ARTICLE

DB Reader¶

Bases: FrozenModel

Allows you to read data from a table with specified database connection and parameters, and return its content as Spark dataframe. |support_hooks|

.. note::

DBReader can return different results depending on :ref:`strategy`

.. note::

This class operates with only one source at a time. It does NOT support executing queries
to multiple source, like ``SELECT ... JOIN``.

.. versionadded:: 0.1.0

.. versionchanged:: 0.8.0 Moved onetl.core.DBReader → onetl.db.DBReader

Parameters:

connection (:obj:onetl.connection.BaseDBConnection) –

Class which contains DB connection properties. See :ref:db-connections section
source (str) –

Table/collection/etc name to read data from.

If connection has schema support, you need to specify the full name of the source including the schema, e.g. schema.name.

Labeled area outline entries
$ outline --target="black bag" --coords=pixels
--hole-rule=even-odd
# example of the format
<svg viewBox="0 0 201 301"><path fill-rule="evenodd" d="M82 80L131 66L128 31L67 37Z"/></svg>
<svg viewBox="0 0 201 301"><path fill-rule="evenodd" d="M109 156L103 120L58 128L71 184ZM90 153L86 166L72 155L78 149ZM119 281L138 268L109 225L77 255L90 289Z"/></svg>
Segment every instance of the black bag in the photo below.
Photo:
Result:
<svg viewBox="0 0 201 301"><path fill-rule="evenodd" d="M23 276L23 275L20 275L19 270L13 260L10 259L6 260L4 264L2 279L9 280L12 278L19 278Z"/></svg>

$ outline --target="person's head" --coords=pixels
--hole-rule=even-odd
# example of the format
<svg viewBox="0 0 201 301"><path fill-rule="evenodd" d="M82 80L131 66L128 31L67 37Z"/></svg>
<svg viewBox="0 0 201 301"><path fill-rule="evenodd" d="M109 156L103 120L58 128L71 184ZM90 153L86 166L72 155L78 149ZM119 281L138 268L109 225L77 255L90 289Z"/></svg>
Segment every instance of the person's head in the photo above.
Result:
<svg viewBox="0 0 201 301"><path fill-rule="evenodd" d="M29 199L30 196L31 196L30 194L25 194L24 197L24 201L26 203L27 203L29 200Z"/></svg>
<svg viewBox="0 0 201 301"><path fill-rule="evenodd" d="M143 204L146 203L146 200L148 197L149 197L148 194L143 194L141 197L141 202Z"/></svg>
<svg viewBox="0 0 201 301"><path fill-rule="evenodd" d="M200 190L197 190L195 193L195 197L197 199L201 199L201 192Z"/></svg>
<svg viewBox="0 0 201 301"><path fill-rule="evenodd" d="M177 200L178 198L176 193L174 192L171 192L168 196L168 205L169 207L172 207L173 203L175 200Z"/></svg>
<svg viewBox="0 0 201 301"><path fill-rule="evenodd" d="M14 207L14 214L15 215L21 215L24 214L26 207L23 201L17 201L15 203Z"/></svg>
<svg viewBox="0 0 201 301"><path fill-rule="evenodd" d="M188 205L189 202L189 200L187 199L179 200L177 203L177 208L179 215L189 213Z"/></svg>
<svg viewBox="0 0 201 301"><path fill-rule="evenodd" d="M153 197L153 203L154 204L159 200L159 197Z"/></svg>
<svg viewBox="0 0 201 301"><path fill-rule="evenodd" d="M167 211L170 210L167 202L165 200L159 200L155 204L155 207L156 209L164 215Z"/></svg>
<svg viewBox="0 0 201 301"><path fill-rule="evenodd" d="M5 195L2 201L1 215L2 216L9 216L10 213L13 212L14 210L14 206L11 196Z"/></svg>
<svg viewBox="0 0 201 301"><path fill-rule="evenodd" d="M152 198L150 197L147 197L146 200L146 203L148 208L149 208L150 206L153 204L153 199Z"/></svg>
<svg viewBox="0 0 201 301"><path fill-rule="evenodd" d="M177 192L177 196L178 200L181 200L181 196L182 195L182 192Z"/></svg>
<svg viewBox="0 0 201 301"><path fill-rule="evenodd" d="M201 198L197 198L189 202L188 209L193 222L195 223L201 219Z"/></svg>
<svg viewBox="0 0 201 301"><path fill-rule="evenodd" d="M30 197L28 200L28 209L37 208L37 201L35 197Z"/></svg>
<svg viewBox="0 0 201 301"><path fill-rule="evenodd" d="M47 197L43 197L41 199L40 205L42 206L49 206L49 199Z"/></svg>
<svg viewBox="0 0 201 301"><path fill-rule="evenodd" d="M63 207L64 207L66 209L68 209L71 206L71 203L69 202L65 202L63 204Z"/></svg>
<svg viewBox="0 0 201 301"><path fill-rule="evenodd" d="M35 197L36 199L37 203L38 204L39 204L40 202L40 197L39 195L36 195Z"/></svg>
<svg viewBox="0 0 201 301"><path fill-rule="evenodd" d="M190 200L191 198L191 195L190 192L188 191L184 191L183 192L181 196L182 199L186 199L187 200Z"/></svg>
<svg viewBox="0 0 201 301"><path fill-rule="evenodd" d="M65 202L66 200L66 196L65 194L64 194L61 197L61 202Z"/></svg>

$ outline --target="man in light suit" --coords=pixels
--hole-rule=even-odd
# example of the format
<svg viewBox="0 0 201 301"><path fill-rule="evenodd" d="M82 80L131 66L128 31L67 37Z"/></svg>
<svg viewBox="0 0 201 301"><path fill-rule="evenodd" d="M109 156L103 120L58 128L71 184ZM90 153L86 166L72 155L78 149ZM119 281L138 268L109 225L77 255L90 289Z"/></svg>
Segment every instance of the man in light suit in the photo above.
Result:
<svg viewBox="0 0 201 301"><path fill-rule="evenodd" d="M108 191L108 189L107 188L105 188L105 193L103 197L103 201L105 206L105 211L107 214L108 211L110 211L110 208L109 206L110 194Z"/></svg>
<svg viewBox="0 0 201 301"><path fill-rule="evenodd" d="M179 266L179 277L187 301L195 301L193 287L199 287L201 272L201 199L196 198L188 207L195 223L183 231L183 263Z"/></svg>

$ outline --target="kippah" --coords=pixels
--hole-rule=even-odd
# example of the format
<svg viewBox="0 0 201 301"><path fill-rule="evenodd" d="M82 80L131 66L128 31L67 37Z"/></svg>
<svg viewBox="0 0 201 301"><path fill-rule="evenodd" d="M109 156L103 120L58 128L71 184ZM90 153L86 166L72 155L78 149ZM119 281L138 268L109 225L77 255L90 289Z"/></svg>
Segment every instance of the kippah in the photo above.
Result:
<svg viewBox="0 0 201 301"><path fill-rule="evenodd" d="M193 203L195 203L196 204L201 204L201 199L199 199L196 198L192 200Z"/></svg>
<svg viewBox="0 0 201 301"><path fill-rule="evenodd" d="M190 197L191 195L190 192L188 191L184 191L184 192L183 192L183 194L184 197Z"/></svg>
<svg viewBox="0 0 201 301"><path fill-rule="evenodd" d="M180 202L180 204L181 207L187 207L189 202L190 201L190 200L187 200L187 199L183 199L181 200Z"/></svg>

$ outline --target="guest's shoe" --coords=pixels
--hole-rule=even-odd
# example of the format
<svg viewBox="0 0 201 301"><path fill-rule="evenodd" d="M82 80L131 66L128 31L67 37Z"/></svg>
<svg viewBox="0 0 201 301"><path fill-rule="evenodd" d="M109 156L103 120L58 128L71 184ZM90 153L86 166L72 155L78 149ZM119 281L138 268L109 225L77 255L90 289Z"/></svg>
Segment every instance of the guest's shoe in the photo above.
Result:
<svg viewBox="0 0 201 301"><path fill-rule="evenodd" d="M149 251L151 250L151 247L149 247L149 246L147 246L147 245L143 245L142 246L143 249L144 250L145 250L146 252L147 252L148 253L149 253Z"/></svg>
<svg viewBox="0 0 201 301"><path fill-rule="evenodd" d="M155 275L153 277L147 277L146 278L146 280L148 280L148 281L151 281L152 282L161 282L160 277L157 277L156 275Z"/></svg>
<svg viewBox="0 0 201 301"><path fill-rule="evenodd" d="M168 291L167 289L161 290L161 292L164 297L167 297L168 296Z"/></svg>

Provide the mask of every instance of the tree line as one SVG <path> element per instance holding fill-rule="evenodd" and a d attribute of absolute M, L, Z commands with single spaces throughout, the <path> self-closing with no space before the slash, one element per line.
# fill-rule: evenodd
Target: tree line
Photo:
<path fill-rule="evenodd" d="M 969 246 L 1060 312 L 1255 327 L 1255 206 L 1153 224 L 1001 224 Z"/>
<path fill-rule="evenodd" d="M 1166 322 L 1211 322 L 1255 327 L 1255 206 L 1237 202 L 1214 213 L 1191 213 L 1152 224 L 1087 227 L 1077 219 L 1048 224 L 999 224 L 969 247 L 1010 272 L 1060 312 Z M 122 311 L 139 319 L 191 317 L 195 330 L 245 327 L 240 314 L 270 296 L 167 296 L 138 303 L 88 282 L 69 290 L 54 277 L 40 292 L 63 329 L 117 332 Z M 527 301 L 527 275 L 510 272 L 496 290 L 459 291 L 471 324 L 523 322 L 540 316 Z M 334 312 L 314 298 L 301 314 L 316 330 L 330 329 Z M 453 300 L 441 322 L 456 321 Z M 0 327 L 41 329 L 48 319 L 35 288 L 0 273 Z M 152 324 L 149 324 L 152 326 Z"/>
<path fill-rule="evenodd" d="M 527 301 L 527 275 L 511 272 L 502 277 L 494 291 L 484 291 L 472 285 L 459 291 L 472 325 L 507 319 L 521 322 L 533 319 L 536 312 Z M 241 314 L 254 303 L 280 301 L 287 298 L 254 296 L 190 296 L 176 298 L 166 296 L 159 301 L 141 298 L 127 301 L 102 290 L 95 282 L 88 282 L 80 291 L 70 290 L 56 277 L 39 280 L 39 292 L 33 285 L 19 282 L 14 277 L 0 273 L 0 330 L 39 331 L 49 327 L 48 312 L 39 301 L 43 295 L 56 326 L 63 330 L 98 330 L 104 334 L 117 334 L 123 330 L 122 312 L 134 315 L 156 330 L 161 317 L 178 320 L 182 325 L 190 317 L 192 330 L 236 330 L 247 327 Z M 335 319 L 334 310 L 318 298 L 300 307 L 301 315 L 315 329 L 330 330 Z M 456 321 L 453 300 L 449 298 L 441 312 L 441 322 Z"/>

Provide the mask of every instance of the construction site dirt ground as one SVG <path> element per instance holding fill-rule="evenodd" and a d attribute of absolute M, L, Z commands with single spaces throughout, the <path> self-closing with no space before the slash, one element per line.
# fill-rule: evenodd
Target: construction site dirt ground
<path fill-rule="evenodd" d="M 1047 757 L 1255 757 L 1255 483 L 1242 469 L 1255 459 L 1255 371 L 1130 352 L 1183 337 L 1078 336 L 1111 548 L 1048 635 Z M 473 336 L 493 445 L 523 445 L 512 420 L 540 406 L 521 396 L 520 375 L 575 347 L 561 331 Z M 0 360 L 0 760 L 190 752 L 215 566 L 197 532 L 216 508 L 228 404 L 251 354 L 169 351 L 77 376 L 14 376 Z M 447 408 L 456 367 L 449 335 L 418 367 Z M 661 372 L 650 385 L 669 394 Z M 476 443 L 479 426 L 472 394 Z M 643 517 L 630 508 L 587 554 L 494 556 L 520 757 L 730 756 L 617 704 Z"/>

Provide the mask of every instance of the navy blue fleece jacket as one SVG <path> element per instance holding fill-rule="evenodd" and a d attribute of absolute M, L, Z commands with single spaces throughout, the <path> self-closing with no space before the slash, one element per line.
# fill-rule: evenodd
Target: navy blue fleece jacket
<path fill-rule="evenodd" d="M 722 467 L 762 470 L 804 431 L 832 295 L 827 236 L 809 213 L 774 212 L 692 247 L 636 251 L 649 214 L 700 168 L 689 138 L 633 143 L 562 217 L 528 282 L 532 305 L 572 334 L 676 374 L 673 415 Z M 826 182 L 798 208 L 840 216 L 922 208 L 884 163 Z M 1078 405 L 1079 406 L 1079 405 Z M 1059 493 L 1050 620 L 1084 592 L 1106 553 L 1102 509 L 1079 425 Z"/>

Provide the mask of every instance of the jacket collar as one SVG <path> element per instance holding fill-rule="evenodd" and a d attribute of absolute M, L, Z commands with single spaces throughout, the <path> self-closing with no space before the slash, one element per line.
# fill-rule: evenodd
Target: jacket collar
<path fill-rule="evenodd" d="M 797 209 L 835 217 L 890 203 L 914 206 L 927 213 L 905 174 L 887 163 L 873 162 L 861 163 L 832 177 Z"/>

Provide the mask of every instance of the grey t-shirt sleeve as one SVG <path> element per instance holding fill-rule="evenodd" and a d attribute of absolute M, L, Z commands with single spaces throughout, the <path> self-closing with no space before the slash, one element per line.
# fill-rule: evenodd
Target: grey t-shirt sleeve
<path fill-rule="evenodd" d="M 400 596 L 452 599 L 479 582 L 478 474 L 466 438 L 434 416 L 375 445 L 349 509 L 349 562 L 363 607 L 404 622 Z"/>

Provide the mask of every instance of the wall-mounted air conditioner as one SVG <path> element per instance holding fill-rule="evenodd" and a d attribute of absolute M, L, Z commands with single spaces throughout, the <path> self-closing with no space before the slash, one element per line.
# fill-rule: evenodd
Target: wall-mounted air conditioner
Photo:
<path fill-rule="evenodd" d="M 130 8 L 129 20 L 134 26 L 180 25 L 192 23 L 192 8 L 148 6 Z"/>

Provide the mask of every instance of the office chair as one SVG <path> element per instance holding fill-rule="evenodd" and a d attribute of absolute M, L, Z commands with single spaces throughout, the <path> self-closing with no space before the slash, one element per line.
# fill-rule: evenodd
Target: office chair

WHAT THIS EXERCISE ASKS
A. Answer these questions from the DB Reader page:
(i) As what kind of object does DBReader return the data it reads?
(ii) In which version was DBReader moved from onetl.core.DBReader to onetl.db.DBReader?
(iii) When the connection has schema support, what must the source name include?
B. Write the next part of the DB Reader page, picking up right after its last sentence.

RESULTS FOR EACH TASK
A.
(i) A Spark dataframe.
(ii) Version 0.8.0.
(iii) The schema, as in schema.name.

B.
.. versionchanged:: 0.7.0 Renamed table → source

columns (list[str], default: None ) –

The list of columns to be read.

If RDBMS supports any kind of expressions, you can pass them too.

.. code:: python

columns = [
    "mycolumn",
    "another_column as alias",
    "count(*) over ()",
    "some(function) as alias2",
]

.. note::

Some sources does not have columns.

.. note::

It is recommended to pass column names explicitly to avoid selecting too many columns,
and to avoid adding unexpected columns to dataframe if source DDL is changed.

.. deprecated:: 0.10.0

Syntax ``DBReader(columns="col1, col2")`` (string instead of list) is not supported,
and will be removed in v1.0.0

where (Any, default: `None` ) –
Custom where for SQL query or MongoDB pipeline.

where syntax depends on the source. For example, SQL sources accept where as a string, but MongoDB sources accept where as a dictionary.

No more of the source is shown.